| Given request |
Write out the complete material exactly as it stands.

[Stored dataset items]
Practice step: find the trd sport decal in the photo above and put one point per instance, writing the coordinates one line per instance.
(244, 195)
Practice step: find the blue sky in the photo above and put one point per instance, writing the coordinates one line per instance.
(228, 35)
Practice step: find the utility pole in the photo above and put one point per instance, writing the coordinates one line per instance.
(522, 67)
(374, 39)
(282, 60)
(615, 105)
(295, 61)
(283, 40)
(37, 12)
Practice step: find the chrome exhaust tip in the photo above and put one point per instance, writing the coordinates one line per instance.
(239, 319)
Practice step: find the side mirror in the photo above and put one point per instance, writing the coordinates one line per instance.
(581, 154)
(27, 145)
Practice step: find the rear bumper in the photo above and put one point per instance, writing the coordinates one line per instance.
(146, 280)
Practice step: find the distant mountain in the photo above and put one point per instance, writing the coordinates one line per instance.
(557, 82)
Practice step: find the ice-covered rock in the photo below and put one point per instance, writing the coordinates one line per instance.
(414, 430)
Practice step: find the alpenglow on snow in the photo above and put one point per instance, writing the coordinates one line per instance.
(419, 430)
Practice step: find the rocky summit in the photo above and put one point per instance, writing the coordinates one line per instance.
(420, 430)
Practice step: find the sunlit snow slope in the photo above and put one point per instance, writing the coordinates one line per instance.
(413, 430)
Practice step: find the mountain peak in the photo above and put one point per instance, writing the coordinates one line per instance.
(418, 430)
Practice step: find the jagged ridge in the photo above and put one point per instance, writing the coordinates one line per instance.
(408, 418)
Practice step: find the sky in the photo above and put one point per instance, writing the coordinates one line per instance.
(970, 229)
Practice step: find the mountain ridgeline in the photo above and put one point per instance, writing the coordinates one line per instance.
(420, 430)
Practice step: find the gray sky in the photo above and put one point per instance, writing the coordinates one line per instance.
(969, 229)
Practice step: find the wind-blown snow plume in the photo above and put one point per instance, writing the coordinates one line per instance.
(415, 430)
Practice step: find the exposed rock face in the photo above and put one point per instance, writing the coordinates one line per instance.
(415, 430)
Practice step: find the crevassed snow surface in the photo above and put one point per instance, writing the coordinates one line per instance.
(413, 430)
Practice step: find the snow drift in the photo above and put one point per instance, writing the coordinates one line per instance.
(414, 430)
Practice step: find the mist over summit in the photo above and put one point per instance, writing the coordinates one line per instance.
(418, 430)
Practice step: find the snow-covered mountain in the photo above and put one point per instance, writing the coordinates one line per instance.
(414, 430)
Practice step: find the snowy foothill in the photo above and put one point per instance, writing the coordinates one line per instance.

| Answer for the task |
Practice step: find the trd sport decal in the photo above and put one point per instance, writing the coordinates one line per instance.
(244, 195)
Practice step: find the blue sky in the photo above and put one point per instance, writing the coordinates one line per instance.
(228, 35)
Practice step: find the utility pole in the photo above and put one point per instance, writing the coordinates one line per instance.
(522, 67)
(374, 39)
(282, 60)
(615, 105)
(295, 61)
(283, 40)
(37, 12)
Practice step: find the chrome exhaust tip in the photo above and put one point per instance, writing the coordinates one line per instance.
(239, 319)
Practice step: find the side mirror in the photo above and put one point per instance, writing the coordinates one line per instance.
(581, 154)
(27, 145)
Practice step: find the rear bumper in the photo above and put one point per instance, writing the coordinates one line per instance.
(146, 280)
Practice step: find the distant mountain in the photo above and put one point per instance, writing the coordinates one line per instance.
(557, 82)
Practice step: find the ice-covered rock in the photo below and put one point per instance, writing the coordinates one line per instance.
(414, 430)
Practice step: find the alpenglow on snow in the photo above and put one point per instance, writing the coordinates one line per instance.
(419, 430)
Practice step: find the rocky summit in the photo above and put one point per instance, writing the coordinates one line per instance.
(420, 430)
Practice step: find the sunlit snow slope in the photo above and put one point per instance, writing the coordinates one line per instance.
(413, 430)
Practice step: find the mountain peak in the photo above and put one point per instance, writing the coordinates one line per instance.
(418, 430)
Practice step: find the jagged ridge in the photo above and put one point per instance, writing the coordinates one line per instance.
(408, 418)
Practice step: find the sky in the photo above and put one point per instance, writing the coordinates one line per instance.
(970, 229)
Practice step: find the mountain ridgeline in the photo above and put one point per instance, writing the coordinates one line per instance.
(420, 430)
Practice step: find the gray sky in the photo above and put one point per instance, writing the coordinates one line per instance.
(969, 229)
Practice step: find the wind-blown snow plume in the photo above and put one point per instance, writing the coordinates one line per instance.
(415, 430)
Practice step: find the exposed rock face in the photo above and put one point per instance, writing the coordinates one line per instance.
(415, 430)
Practice step: find the crevassed snow surface in the photo above and put one point per instance, writing the coordinates one line per instance.
(413, 430)
Practice step: find the snow drift in the photo above and put one point per instance, writing the coordinates one line per instance.
(414, 430)
Practice step: find the mist over summit in the photo above and put one point per instance, writing the coordinates one line per instance.
(418, 430)
Practice step: find the snow-covered mountain in the photo above and put one point per instance, writing the coordinates one line per instance.
(414, 430)
Practice step: find the snowy foothill in the photo above and put one point per instance, writing the coordinates one line per instance.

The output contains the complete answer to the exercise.